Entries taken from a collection
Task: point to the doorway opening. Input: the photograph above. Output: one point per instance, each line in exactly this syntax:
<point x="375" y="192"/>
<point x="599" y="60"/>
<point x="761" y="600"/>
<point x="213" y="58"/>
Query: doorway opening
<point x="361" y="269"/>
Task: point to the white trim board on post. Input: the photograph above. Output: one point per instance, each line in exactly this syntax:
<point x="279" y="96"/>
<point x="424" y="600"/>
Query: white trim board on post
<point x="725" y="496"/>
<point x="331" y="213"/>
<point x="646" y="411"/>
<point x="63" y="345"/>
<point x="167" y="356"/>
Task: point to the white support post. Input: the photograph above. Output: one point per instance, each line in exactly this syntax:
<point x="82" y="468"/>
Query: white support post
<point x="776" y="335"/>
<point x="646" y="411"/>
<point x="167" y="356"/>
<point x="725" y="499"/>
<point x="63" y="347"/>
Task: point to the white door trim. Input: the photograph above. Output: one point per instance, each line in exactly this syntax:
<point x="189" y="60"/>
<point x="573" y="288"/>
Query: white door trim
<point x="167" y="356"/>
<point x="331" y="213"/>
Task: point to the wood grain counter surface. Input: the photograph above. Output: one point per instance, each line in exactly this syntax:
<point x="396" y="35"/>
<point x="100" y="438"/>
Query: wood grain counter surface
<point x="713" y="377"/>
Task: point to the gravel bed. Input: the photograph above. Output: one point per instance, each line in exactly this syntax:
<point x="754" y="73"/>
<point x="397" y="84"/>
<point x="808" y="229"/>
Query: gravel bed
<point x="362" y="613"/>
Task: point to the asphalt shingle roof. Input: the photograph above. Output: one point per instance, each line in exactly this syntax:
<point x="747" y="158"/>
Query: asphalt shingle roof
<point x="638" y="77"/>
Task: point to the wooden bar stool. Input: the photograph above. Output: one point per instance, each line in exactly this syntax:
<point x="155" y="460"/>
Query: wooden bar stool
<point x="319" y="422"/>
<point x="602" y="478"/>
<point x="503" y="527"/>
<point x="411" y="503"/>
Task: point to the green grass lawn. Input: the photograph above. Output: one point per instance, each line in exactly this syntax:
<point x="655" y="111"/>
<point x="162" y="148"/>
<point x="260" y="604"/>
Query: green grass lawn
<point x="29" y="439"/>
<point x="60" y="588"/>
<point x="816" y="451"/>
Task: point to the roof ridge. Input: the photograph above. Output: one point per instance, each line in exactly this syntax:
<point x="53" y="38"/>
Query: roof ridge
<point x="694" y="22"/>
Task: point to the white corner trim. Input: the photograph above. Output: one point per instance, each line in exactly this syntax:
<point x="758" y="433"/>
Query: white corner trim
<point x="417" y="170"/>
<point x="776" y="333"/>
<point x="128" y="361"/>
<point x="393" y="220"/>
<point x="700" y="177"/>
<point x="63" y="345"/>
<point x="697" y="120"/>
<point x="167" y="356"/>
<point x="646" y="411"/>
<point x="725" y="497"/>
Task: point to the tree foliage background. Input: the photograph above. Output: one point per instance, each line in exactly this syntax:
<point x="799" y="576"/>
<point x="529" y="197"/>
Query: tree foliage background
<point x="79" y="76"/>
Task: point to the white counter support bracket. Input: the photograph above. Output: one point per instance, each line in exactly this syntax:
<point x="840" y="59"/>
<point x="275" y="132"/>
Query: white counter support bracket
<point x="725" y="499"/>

EXERCISE DIRECTIONS
Repeat the entries above verbatim.

FINISHED EXERCISE
Task: point to the doorway opening. Input: the photograph above. Output: one point per instance, each line in exactly this syntax:
<point x="375" y="192"/>
<point x="599" y="60"/>
<point x="761" y="600"/>
<point x="213" y="58"/>
Query: doorway opening
<point x="361" y="269"/>
Task: point to the white trim board on post. Input: the photograph above. Output: one point per instance, each line in exactly this syntax:
<point x="279" y="96"/>
<point x="424" y="600"/>
Query: white trim board on post
<point x="725" y="496"/>
<point x="331" y="213"/>
<point x="646" y="411"/>
<point x="63" y="345"/>
<point x="167" y="356"/>
Task: point to the white support post. Input: the photograph above. Output: one point per instance, each line in exactly this syntax:
<point x="82" y="468"/>
Query: white support post
<point x="776" y="335"/>
<point x="646" y="411"/>
<point x="167" y="356"/>
<point x="725" y="499"/>
<point x="63" y="347"/>
Task: point to the white door trim. Input: the photograph above. Output: one point per instance, each line in exactly this syntax:
<point x="189" y="60"/>
<point x="573" y="288"/>
Query: white door trim
<point x="167" y="356"/>
<point x="331" y="213"/>
Task: point to the wood grain counter surface. Input: the photograph above. Output: one point per instance, each line in exactly this syntax:
<point x="396" y="35"/>
<point x="100" y="438"/>
Query: wood grain counter surface
<point x="713" y="377"/>
Task: point to the gravel bed. Input: the photograph above. Output: one point per instance, each line in exactly this syntax:
<point x="754" y="73"/>
<point x="397" y="84"/>
<point x="808" y="229"/>
Query: gravel bed
<point x="362" y="613"/>
Task: point to the asphalt shingle roof. Input: the photograph above. Output: one point per instance, each line in exactly this syntax:
<point x="747" y="158"/>
Query: asphalt shingle roof
<point x="638" y="77"/>
Task: point to the wooden bar stool. Input: the photograph above. Output: one point per instance, each line in exactly this syntax:
<point x="155" y="460"/>
Query: wooden bar stool
<point x="319" y="422"/>
<point x="602" y="478"/>
<point x="503" y="527"/>
<point x="411" y="503"/>
Task: point to the green grass lawn. Input: the photograph above. Output: one point per instance, each line in exactly this syntax:
<point x="655" y="111"/>
<point x="162" y="148"/>
<point x="260" y="604"/>
Query: green grass lawn
<point x="29" y="439"/>
<point x="60" y="588"/>
<point x="816" y="451"/>
Task: point to the roof ridge. Input: the photograph above. Output: one point per instance, each line in exactly this syntax:
<point x="53" y="38"/>
Query: roof ridge
<point x="694" y="22"/>
Task: point to the white corner trim. Input: the photograph above. Output: one point per instance, each line in exactly this syntax:
<point x="758" y="433"/>
Query: white corner trim
<point x="417" y="170"/>
<point x="776" y="333"/>
<point x="128" y="361"/>
<point x="393" y="220"/>
<point x="700" y="177"/>
<point x="63" y="345"/>
<point x="697" y="120"/>
<point x="167" y="356"/>
<point x="646" y="411"/>
<point x="725" y="497"/>
Task: point to the tree foliage background. Input: the photograph above. Output: one point per instance, each line in exactly this syntax:
<point x="799" y="576"/>
<point x="529" y="197"/>
Query: tree foliage background
<point x="79" y="76"/>
Task: point to the white counter support bracket. Input: the photograph above. Output: one point per instance, each line in exactly this syntax:
<point x="840" y="59"/>
<point x="275" y="132"/>
Query: white counter support bracket
<point x="725" y="499"/>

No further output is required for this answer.